═══ Working data

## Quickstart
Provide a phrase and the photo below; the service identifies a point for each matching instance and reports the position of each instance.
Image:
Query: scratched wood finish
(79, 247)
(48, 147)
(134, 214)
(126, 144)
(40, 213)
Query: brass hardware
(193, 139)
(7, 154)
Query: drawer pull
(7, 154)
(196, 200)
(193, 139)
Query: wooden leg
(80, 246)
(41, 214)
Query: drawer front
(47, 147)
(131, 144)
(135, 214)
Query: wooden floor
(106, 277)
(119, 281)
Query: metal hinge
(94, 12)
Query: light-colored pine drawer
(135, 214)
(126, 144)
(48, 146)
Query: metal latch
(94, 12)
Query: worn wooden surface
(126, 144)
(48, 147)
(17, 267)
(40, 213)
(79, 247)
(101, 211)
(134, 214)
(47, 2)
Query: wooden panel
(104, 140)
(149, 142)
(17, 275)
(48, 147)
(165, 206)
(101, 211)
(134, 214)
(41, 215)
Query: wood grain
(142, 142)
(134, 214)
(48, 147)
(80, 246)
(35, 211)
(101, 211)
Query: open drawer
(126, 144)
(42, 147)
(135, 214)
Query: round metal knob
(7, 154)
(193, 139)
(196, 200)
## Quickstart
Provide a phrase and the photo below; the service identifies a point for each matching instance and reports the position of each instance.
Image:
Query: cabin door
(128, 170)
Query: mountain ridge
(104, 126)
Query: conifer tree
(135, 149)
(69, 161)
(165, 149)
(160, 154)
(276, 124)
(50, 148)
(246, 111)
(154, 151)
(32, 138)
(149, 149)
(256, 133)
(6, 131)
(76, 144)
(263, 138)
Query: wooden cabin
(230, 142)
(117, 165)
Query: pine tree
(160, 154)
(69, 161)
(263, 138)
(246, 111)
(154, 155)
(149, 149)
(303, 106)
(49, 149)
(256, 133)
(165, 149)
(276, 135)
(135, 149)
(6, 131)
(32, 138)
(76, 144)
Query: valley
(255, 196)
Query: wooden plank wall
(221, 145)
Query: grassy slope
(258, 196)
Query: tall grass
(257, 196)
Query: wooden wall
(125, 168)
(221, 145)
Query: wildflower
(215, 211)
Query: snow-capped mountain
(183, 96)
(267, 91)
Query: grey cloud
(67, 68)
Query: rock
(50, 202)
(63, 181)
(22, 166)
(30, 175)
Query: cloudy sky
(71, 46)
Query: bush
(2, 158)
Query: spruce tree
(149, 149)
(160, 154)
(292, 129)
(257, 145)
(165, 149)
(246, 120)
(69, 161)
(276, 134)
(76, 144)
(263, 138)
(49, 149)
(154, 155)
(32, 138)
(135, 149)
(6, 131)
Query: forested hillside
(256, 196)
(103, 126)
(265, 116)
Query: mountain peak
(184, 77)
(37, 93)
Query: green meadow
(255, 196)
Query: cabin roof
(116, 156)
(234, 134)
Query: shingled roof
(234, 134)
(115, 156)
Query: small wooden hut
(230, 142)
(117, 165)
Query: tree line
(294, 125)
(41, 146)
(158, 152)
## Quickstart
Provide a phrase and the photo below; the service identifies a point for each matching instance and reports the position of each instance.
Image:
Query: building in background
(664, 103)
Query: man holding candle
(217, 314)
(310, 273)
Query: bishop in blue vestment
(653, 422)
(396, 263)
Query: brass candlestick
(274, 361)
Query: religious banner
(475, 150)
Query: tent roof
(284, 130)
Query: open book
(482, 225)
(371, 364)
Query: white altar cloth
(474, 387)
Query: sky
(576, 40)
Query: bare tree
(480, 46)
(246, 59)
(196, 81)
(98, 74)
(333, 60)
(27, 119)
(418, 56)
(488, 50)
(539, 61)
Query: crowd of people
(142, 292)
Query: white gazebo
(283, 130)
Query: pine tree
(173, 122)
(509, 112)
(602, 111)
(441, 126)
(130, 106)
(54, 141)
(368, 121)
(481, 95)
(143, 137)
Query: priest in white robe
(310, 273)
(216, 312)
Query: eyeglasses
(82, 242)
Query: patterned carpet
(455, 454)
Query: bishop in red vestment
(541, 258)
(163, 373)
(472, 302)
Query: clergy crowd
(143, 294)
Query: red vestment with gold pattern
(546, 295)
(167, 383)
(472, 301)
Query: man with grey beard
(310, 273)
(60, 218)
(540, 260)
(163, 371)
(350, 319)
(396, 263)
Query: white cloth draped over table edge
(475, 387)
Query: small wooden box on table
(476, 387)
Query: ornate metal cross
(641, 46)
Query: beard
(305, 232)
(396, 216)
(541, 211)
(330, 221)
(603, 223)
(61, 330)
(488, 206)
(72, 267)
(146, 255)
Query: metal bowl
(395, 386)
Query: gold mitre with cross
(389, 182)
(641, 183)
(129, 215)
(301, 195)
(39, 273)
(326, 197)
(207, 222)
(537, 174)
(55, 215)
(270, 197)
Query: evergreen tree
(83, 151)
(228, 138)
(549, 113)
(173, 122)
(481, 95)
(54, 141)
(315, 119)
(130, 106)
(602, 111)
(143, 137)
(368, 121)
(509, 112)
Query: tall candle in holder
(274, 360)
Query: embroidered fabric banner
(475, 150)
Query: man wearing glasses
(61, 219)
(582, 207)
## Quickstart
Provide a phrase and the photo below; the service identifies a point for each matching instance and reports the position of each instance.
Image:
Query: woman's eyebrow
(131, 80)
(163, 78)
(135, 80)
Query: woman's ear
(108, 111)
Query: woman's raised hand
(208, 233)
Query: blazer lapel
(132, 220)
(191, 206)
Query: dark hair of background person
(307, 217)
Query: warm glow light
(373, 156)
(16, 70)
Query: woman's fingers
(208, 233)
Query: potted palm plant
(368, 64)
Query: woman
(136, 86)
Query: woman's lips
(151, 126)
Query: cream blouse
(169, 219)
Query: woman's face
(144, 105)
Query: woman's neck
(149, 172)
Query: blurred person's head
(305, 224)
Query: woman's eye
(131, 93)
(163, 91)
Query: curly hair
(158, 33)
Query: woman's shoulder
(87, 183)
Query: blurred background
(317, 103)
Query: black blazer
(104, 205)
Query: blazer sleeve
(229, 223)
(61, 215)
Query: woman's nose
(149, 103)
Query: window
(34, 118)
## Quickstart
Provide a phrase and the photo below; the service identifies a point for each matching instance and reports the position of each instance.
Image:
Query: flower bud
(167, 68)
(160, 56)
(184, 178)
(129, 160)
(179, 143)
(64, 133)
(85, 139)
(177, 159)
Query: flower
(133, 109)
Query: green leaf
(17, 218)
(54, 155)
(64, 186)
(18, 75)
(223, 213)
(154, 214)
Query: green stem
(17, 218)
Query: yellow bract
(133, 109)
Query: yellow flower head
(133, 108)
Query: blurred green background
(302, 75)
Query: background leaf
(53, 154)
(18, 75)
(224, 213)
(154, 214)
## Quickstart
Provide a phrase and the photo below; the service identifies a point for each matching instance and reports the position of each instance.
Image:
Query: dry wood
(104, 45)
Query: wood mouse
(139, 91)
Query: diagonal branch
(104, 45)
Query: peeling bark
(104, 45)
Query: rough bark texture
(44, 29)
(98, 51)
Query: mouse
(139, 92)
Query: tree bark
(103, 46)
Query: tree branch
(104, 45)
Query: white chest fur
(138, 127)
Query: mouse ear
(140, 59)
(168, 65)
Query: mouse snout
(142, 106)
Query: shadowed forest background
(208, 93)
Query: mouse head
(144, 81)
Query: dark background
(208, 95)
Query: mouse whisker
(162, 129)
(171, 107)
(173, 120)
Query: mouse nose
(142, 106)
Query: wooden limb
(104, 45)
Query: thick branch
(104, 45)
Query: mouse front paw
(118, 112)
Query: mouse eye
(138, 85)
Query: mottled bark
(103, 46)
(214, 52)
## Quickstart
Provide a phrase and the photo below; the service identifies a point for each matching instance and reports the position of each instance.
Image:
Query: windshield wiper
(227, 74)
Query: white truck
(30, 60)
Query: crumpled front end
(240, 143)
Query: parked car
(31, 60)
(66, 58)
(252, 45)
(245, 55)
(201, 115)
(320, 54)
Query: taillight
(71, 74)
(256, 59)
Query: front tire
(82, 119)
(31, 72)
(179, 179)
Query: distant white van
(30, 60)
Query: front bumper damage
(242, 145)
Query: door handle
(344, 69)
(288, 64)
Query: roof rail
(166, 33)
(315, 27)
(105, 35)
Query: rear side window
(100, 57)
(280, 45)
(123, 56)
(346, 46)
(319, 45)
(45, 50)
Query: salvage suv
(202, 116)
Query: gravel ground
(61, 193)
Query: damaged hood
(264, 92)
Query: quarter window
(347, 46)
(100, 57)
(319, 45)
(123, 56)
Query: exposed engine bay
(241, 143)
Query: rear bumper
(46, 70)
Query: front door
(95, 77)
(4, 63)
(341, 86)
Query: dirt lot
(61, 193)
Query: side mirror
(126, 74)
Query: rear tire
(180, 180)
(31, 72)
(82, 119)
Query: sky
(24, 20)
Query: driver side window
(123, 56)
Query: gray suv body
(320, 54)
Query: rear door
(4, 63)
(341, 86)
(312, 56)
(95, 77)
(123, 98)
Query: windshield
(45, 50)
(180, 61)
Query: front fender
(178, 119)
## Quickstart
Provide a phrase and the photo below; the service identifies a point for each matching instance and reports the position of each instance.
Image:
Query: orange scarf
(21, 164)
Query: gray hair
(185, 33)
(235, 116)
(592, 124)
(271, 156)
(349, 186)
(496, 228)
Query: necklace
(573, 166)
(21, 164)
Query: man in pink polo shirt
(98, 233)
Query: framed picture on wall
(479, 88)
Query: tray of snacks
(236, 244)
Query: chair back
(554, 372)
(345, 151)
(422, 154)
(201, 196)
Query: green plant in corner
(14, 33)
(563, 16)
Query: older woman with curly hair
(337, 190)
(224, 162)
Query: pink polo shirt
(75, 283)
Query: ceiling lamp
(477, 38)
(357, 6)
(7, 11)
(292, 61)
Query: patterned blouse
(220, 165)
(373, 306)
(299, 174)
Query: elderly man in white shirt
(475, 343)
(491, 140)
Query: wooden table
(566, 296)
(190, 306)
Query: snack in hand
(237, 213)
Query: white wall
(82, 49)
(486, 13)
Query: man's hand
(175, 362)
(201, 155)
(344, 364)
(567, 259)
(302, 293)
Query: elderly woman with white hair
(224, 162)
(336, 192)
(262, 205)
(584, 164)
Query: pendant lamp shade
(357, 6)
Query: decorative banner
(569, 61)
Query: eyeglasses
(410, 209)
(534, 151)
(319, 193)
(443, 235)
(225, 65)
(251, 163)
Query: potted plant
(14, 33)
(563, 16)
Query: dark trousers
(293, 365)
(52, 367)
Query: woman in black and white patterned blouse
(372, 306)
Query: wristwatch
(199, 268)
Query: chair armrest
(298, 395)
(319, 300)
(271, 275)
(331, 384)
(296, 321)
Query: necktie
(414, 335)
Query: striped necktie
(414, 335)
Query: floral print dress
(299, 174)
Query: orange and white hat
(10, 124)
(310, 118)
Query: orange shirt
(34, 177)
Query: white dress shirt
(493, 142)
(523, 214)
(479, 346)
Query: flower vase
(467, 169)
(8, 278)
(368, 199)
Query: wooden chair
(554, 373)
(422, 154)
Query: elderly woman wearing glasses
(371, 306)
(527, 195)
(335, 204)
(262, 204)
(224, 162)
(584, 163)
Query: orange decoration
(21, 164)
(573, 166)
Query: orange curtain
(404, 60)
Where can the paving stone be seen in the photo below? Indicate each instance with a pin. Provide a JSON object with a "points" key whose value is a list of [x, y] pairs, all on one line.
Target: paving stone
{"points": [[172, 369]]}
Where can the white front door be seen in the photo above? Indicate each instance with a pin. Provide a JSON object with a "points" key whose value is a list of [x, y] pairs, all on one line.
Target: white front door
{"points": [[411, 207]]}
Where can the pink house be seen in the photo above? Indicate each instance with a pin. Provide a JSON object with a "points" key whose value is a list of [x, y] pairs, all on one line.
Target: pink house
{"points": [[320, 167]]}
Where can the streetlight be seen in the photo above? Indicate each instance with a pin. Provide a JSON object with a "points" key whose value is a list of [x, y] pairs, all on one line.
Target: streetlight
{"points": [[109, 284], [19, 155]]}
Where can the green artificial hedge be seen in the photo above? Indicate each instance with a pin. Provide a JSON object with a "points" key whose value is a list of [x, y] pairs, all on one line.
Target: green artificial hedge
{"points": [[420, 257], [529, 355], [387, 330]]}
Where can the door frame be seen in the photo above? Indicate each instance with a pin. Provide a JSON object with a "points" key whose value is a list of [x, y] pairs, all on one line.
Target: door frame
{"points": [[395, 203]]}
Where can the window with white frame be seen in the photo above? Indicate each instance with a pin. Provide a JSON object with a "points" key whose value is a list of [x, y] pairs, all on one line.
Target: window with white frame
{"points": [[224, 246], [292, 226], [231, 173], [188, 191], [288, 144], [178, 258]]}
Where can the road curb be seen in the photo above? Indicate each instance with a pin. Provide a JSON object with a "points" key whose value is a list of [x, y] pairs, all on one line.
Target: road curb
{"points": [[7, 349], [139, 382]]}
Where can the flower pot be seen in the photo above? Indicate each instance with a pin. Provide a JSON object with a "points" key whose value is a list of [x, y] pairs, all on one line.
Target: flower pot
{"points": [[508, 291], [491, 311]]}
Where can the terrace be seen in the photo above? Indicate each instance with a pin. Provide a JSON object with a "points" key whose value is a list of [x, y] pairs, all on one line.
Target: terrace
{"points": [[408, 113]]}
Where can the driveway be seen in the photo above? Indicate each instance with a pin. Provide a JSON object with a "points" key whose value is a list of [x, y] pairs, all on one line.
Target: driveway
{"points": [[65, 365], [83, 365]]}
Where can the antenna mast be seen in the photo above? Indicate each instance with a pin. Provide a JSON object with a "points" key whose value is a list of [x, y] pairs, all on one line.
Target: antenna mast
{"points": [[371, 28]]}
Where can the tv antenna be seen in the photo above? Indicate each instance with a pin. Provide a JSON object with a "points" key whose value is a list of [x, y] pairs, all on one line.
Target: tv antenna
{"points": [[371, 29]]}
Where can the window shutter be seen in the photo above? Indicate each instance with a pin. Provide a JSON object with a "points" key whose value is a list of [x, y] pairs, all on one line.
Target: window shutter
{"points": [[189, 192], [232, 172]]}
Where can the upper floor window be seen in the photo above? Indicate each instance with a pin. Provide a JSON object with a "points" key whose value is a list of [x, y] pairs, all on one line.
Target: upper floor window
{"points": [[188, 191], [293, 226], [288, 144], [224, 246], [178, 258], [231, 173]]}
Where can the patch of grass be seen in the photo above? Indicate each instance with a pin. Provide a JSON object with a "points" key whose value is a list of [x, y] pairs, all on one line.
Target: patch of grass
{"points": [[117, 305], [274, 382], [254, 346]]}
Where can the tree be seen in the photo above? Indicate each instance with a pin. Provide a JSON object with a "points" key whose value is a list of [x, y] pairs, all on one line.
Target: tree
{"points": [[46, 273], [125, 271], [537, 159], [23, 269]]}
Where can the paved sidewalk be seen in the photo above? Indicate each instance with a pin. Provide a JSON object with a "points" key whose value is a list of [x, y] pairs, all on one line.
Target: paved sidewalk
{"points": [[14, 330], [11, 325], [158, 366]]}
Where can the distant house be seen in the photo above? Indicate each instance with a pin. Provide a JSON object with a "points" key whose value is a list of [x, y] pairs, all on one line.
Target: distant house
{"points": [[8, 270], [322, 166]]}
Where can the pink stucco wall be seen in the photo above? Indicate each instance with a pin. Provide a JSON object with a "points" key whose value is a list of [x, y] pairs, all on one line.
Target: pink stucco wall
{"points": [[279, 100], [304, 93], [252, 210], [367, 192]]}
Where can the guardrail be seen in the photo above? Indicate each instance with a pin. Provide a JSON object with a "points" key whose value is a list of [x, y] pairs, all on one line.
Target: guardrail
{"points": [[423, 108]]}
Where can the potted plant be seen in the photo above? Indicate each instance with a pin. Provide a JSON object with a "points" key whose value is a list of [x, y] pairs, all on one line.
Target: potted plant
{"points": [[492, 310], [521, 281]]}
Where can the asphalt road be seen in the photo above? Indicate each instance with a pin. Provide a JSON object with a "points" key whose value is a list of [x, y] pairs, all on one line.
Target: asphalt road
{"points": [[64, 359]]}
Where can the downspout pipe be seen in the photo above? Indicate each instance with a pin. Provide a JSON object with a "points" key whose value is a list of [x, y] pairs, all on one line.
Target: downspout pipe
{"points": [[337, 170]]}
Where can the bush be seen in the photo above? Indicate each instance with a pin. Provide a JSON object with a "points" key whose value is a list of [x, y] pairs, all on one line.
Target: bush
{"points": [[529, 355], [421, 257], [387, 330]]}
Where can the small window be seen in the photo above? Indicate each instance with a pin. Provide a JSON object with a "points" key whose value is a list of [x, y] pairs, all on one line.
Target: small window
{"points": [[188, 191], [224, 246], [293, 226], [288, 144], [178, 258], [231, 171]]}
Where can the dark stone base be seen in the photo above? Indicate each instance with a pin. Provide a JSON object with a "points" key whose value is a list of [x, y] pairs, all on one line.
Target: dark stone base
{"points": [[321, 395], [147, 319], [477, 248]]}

══════

— Work request —
Wherever the line holding "Target: pink house" falls in the entries above, copy exactly from it through the line holding "Where can the green", inclusive, and add nothing.

— Exercise response —
Target: pink house
{"points": [[320, 167]]}
Where can the streetlight be seen in the photo above? Indicate each instance with a pin. Provide a JSON object with a "points" key whose value is a list of [x, y] pairs, all on one line.
Target: streetlight
{"points": [[109, 284], [19, 155]]}
Where can the green artificial hedge be seen in the photo above? Indicate each instance with a pin. Provide a JSON object with a "points" key whose value is a list of [x, y] pairs, all on one line.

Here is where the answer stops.